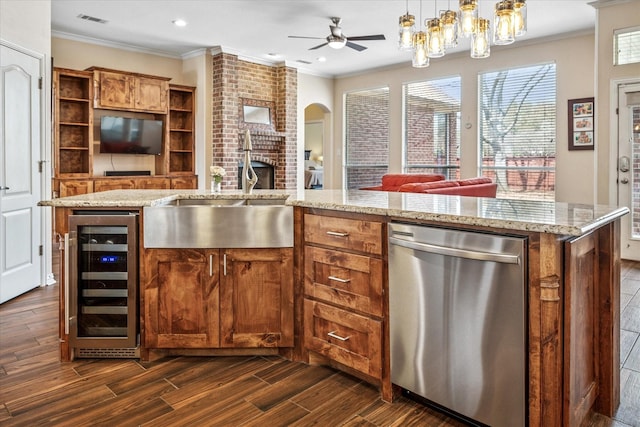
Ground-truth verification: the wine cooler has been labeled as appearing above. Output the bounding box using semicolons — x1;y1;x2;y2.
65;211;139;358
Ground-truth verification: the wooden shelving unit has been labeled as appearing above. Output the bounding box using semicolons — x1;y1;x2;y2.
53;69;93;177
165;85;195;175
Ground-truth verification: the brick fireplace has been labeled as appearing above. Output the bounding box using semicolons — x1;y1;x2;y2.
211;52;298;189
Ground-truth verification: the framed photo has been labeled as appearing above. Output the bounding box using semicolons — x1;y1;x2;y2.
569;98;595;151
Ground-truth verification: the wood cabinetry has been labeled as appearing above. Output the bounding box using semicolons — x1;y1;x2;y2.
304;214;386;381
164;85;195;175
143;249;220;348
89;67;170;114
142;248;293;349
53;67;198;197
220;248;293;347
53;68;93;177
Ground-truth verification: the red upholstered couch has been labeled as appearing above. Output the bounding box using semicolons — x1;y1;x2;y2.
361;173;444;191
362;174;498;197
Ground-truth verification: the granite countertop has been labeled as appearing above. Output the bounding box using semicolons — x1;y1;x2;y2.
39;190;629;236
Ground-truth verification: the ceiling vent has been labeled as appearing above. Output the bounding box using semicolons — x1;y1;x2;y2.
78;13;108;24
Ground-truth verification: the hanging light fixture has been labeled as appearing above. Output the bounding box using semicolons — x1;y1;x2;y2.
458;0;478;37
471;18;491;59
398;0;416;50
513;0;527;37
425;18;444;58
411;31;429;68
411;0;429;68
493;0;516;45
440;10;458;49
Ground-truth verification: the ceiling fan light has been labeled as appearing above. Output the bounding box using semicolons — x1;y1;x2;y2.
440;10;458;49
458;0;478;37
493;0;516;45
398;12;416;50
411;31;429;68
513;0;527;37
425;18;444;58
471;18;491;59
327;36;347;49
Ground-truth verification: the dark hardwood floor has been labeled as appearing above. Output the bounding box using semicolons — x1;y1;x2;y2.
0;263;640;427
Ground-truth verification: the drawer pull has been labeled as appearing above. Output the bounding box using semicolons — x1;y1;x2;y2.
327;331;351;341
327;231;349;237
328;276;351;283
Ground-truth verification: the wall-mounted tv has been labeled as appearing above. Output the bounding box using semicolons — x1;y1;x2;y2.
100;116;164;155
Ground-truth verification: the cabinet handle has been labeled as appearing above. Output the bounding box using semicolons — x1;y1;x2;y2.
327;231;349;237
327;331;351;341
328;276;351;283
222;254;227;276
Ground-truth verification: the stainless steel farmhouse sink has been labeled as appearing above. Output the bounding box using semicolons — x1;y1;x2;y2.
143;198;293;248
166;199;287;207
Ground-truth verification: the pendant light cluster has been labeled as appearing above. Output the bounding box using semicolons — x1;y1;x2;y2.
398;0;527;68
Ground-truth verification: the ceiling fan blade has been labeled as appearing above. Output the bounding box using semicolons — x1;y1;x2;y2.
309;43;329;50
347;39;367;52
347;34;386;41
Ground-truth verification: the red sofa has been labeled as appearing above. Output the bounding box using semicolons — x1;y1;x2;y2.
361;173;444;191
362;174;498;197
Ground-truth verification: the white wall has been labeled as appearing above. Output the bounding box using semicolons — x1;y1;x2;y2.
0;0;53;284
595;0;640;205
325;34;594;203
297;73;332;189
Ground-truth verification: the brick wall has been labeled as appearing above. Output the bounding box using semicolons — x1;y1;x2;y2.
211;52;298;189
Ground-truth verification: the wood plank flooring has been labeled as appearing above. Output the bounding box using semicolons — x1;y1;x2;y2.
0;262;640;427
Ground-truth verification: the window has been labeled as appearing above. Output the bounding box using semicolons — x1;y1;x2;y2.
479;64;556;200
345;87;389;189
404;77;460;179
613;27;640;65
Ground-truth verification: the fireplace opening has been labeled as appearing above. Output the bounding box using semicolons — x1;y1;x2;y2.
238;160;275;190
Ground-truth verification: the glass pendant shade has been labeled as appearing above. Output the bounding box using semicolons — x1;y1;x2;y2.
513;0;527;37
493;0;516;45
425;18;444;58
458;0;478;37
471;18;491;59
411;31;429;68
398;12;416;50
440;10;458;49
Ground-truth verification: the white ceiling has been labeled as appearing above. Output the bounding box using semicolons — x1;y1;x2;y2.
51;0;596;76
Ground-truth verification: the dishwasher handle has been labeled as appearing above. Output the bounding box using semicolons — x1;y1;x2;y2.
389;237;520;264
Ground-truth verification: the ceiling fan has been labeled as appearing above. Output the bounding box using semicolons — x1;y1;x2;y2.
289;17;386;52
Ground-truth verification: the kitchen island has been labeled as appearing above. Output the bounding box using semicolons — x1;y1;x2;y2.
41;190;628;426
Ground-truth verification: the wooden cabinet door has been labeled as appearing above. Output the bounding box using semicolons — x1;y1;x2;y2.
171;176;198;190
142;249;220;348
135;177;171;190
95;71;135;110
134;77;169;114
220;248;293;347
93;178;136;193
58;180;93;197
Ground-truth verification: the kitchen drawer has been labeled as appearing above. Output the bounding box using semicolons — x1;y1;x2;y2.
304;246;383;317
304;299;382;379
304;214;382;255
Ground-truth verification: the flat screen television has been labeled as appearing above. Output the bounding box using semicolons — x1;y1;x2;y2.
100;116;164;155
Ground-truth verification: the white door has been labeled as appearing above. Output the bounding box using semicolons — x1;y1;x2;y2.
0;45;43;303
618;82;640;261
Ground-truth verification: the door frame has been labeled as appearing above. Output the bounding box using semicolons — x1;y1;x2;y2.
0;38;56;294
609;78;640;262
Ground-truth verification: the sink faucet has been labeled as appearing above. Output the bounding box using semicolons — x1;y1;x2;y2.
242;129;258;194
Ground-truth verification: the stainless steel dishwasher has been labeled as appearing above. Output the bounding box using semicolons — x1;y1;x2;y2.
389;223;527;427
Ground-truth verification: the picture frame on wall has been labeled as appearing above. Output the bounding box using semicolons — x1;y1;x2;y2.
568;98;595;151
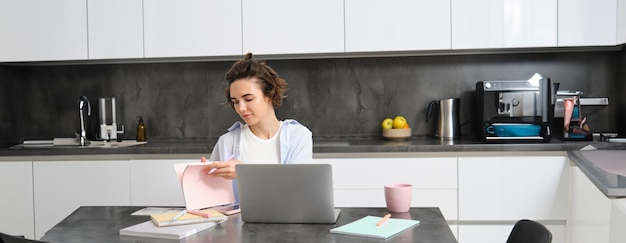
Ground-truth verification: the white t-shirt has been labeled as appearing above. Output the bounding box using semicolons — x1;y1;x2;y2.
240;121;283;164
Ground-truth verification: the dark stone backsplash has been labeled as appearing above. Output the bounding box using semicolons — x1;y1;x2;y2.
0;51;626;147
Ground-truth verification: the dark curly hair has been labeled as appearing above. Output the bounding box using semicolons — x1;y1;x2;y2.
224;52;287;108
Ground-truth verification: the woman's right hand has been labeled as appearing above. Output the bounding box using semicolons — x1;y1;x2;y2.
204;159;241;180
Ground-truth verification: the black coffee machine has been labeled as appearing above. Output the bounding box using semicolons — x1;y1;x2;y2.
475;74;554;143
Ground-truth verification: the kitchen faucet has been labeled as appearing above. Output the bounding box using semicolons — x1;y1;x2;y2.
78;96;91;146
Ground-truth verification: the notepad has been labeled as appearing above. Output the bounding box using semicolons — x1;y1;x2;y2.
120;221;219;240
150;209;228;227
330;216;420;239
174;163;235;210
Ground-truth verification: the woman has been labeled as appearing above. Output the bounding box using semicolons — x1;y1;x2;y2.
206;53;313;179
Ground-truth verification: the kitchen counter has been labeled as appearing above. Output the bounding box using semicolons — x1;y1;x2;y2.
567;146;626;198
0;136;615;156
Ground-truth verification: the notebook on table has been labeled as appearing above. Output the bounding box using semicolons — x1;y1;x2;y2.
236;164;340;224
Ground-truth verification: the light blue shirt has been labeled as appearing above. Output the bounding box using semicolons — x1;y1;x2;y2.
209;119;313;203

##############################

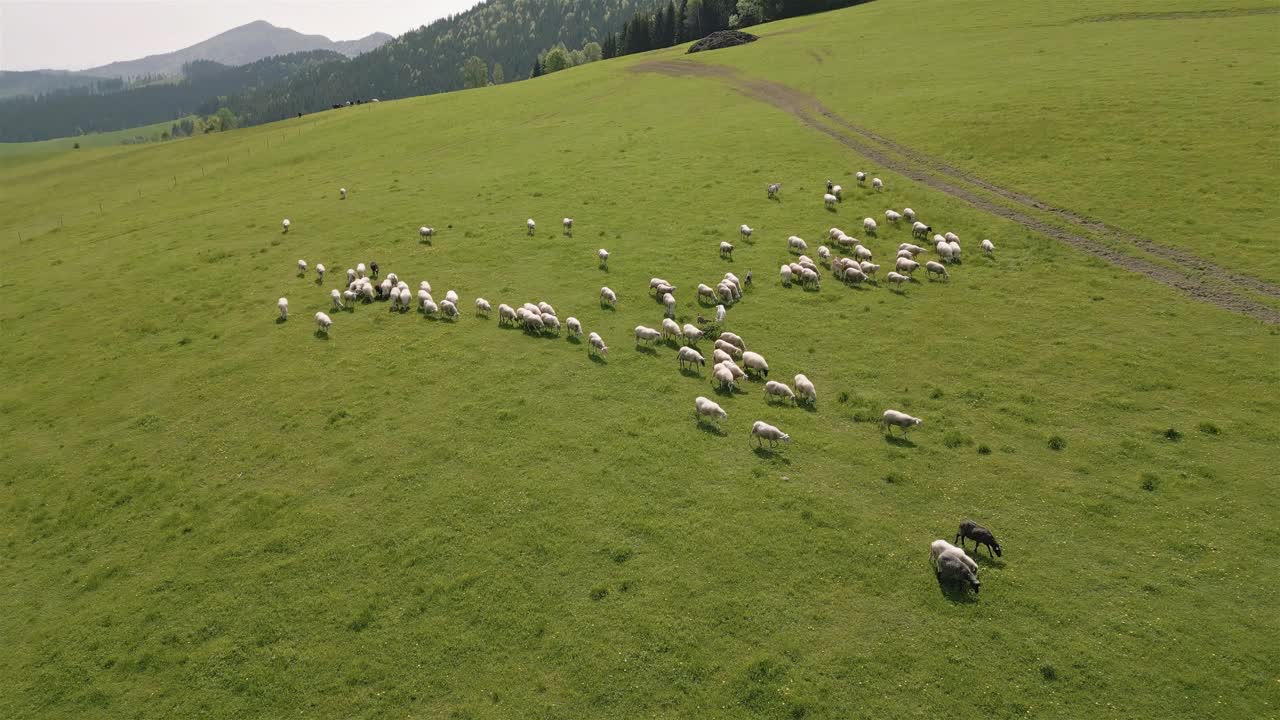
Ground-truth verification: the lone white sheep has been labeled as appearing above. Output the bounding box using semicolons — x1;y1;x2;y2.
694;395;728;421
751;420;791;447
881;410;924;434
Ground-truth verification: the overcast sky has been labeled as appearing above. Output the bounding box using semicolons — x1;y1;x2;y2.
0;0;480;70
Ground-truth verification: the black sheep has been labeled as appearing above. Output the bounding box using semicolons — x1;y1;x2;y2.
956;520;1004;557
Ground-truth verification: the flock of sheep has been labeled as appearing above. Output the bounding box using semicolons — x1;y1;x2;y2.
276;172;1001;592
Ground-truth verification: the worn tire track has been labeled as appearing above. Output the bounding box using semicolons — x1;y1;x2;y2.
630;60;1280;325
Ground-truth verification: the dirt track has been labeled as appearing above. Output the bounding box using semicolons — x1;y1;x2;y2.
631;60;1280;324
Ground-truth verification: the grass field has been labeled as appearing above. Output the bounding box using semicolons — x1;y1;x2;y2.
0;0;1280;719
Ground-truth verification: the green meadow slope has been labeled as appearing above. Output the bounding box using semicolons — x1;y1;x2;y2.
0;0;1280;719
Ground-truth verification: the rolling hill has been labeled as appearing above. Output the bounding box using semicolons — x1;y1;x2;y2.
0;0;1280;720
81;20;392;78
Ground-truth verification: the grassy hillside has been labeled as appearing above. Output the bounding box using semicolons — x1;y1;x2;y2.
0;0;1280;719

##############################

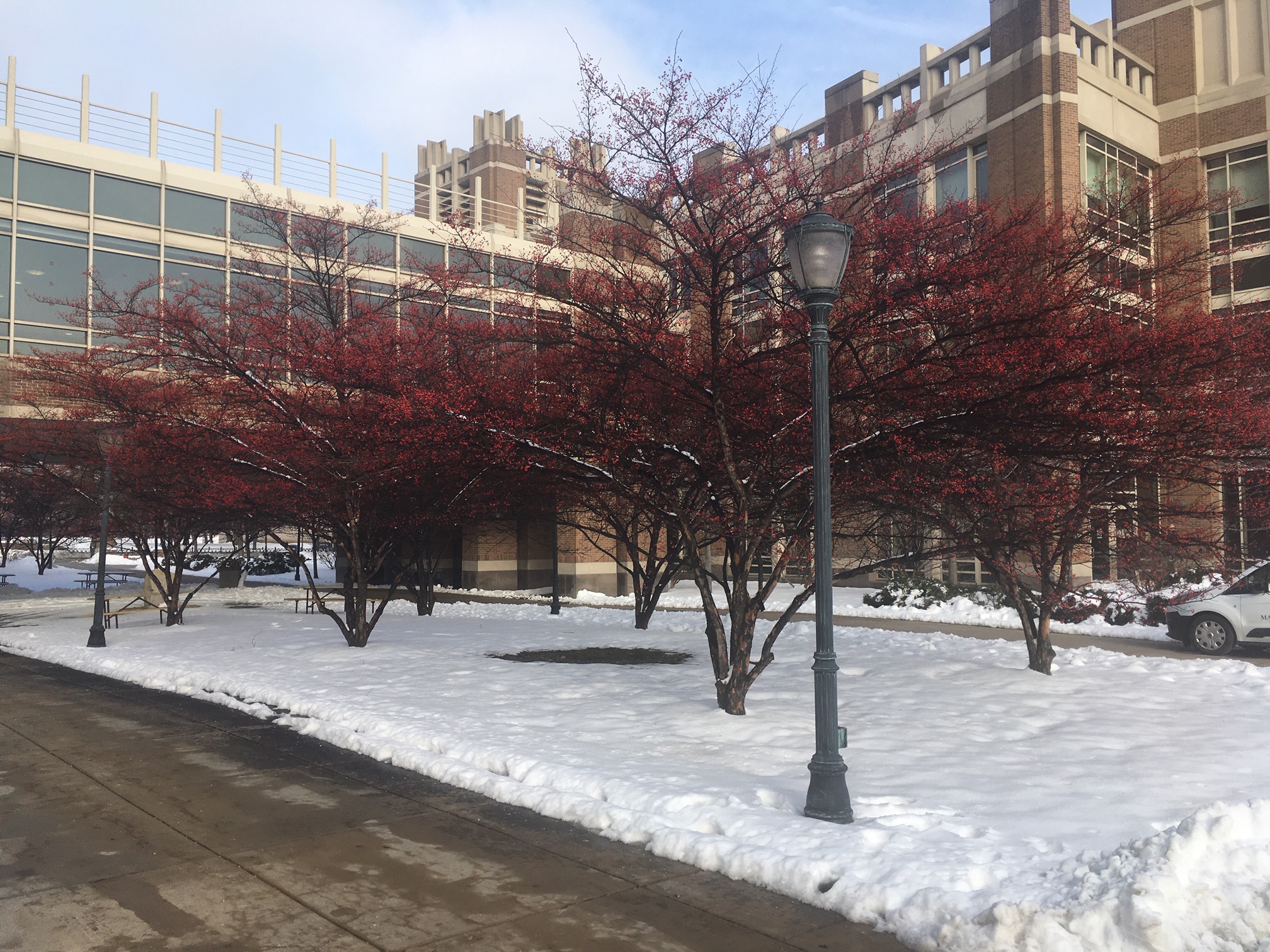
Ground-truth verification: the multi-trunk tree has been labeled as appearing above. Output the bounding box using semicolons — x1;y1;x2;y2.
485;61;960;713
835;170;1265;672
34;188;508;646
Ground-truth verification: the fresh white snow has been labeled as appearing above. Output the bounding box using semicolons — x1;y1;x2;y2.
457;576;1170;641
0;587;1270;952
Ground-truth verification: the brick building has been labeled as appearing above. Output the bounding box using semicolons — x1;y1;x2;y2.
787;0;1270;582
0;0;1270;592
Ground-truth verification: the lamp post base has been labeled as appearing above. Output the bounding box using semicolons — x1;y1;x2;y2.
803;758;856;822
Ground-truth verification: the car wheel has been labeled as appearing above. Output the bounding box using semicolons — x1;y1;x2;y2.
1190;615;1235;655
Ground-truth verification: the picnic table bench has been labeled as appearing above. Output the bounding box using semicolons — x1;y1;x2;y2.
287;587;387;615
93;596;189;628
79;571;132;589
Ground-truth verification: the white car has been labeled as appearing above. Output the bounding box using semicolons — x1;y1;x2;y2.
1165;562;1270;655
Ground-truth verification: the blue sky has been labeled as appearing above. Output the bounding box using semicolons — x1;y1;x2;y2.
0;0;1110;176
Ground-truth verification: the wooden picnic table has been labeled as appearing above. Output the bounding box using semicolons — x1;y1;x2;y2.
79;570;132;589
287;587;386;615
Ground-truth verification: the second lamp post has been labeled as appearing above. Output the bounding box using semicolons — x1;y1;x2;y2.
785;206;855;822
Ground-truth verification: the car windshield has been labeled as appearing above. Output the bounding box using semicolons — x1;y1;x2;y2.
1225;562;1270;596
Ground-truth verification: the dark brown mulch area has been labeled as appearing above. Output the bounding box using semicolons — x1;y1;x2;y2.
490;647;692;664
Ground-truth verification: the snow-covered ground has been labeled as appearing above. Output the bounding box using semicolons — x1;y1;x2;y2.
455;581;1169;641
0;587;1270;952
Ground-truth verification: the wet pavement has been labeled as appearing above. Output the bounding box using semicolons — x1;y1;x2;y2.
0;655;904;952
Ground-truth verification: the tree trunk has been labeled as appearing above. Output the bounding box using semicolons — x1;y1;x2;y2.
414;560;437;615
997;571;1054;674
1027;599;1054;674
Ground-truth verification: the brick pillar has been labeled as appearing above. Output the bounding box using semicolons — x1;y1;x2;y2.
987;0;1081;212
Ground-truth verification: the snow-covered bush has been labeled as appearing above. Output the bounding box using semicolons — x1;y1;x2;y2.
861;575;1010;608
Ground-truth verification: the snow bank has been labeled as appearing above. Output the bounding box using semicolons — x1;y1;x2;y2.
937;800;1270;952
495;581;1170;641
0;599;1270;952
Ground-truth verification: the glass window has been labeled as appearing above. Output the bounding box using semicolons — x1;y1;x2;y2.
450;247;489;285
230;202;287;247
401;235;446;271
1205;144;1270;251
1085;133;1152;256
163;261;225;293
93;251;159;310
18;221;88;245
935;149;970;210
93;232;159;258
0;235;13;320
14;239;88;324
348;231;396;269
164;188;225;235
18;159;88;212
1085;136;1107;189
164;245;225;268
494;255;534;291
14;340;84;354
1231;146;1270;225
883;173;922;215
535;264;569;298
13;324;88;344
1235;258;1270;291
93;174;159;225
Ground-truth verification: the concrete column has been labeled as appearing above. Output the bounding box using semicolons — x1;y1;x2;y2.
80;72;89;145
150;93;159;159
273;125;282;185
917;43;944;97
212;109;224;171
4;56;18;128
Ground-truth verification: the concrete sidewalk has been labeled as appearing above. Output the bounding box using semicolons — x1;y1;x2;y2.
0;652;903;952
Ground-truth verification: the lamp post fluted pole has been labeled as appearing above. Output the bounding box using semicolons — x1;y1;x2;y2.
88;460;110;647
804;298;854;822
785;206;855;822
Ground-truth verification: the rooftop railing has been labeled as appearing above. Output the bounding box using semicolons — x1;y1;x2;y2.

##############################

▶ [CHALLENGE]
Render the section of the items from the line containing "Ground-truth verification: the red sofa" through the line containing "289;17;386;52", both lines included, as a numbered list with blank lines omitted.

▶ [ANSWER FOR THE TASK]
1. Ground-truth verification: the red sofa has been labeled as appearing above. Output the bounding box using semicolons — x1;y1;x2;y2.
2. 361;173;444;191
3. 362;174;498;197
4. Ground-truth verification: the white wall has been labeled as appearing above. Output the bounding box using semicolons — x1;y1;x2;y2.
5. 0;0;53;284
6. 595;0;640;205
7. 325;34;594;203
8. 297;73;332;189
9. Ground-truth verification: the brick wall has been labeled as appearing above. Output the bounding box using semicolons — x1;y1;x2;y2.
10. 211;52;298;189
11. Ground-truth verification: the wood plank flooring has been labeled as appearing above. Output the bounding box using semicolons — x1;y1;x2;y2.
12. 0;262;640;427
13. Ground-truth verification: the window has been labeled as appearing above. Output the bounding box using semicolons — x1;y1;x2;y2.
14. 479;64;556;200
15. 345;87;389;189
16. 404;77;460;179
17. 613;27;640;65
18. Ground-truth verification: the fireplace opening has been labeled as appearing above. Output the bounding box using semicolons — x1;y1;x2;y2.
19. 238;160;275;190
20. Ground-truth verification: the glass pendant shade has been labeled as appearing above. Output the bounding box using semicolons — x1;y1;x2;y2.
21. 513;0;527;37
22. 493;0;516;45
23. 425;18;444;58
24. 458;0;478;37
25. 471;18;491;59
26. 411;31;429;68
27. 398;12;416;50
28. 440;10;458;49
29. Ground-truth verification: the white ceiling has been labeled as appearing above. Output the bounding box using semicolons — x1;y1;x2;y2.
30. 51;0;596;76
31. Ground-truth verification: the dishwasher handle has been labeled as appearing above. Output the bounding box using semicolons — x1;y1;x2;y2.
32. 389;237;520;264
33. Ground-truth verification: the ceiling fan has been labeled as appearing above. Output the bounding box using semicolons — x1;y1;x2;y2.
34. 289;17;386;52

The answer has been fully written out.